AIM OF THE TASK | Your answer should be the lines of the data below that contain "balcony".

Point localization data:
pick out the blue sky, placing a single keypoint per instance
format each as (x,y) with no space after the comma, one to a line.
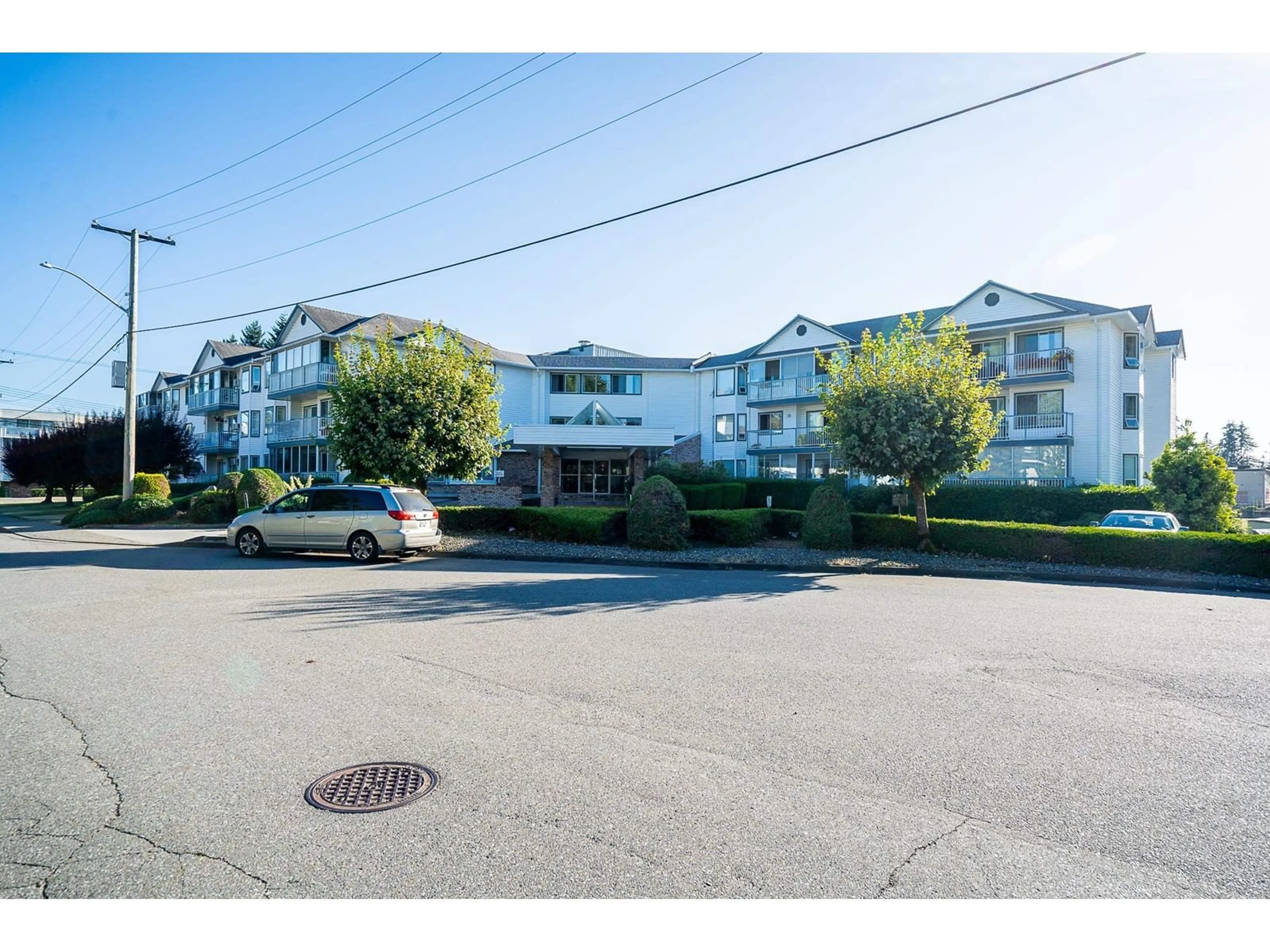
(1140,184)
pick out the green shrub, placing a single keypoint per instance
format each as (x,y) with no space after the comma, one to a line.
(476,518)
(827,524)
(262,487)
(658,517)
(731,527)
(1182,551)
(151,484)
(596,526)
(145,507)
(214,506)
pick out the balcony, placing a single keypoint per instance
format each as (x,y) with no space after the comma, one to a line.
(310,379)
(794,438)
(215,442)
(786,390)
(303,429)
(1031,367)
(1036,428)
(213,402)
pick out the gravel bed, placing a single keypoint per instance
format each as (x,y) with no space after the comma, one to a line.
(783,554)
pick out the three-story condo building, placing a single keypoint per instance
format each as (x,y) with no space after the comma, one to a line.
(1087,395)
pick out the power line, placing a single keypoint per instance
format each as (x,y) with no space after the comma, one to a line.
(362,159)
(662,205)
(459,188)
(281,141)
(56,282)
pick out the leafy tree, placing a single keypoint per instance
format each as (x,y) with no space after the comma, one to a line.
(911,407)
(429,408)
(1194,484)
(253,334)
(275,336)
(1236,446)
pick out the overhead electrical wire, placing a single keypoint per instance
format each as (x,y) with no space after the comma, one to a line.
(459,188)
(281,141)
(620,218)
(359,149)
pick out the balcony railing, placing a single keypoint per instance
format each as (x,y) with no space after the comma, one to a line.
(298,431)
(214,400)
(216,442)
(1034,427)
(300,380)
(793,438)
(786,389)
(1033,364)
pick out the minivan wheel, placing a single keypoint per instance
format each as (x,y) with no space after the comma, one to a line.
(249,542)
(364,547)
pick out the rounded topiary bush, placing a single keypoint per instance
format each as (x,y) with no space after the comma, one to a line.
(214,506)
(262,487)
(658,517)
(151,484)
(147,507)
(827,522)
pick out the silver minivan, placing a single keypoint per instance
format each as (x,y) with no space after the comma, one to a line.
(362,520)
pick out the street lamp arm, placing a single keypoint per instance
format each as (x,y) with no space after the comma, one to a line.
(64,271)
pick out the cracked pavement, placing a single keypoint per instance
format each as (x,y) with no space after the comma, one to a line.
(621,733)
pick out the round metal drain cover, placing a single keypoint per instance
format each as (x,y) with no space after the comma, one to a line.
(369,787)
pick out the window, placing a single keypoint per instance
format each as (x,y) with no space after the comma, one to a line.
(1038,342)
(1132,352)
(1131,469)
(726,428)
(726,381)
(1132,408)
(1043,403)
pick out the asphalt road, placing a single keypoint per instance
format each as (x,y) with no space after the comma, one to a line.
(621,733)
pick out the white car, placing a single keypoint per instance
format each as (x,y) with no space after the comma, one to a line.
(1140,521)
(362,520)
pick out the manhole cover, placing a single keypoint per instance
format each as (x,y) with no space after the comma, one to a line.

TASK ANSWER |
pick out the balcony, placing a single keypoint per instance
pick out the balcony railing, placing a single keypoint per instance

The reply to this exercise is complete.